** start of GIVEN DATA **
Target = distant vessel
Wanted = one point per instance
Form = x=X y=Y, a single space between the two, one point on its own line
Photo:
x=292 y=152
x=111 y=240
** end of GIVEN DATA **
▶ **WHAT THE TASK ASKS**: Rescale the lines above by giving every one of them again, requests included. Multiply each x and y coordinate in the answers by 1.05 and round it to a whole number, rounding halves up.

▶ **WRITTEN RESPONSE**:
Target = distant vessel
Wanted = one point per instance
Form = x=X y=Y, a single space between the two, one point on its own line
Photo:
x=307 y=160
x=117 y=252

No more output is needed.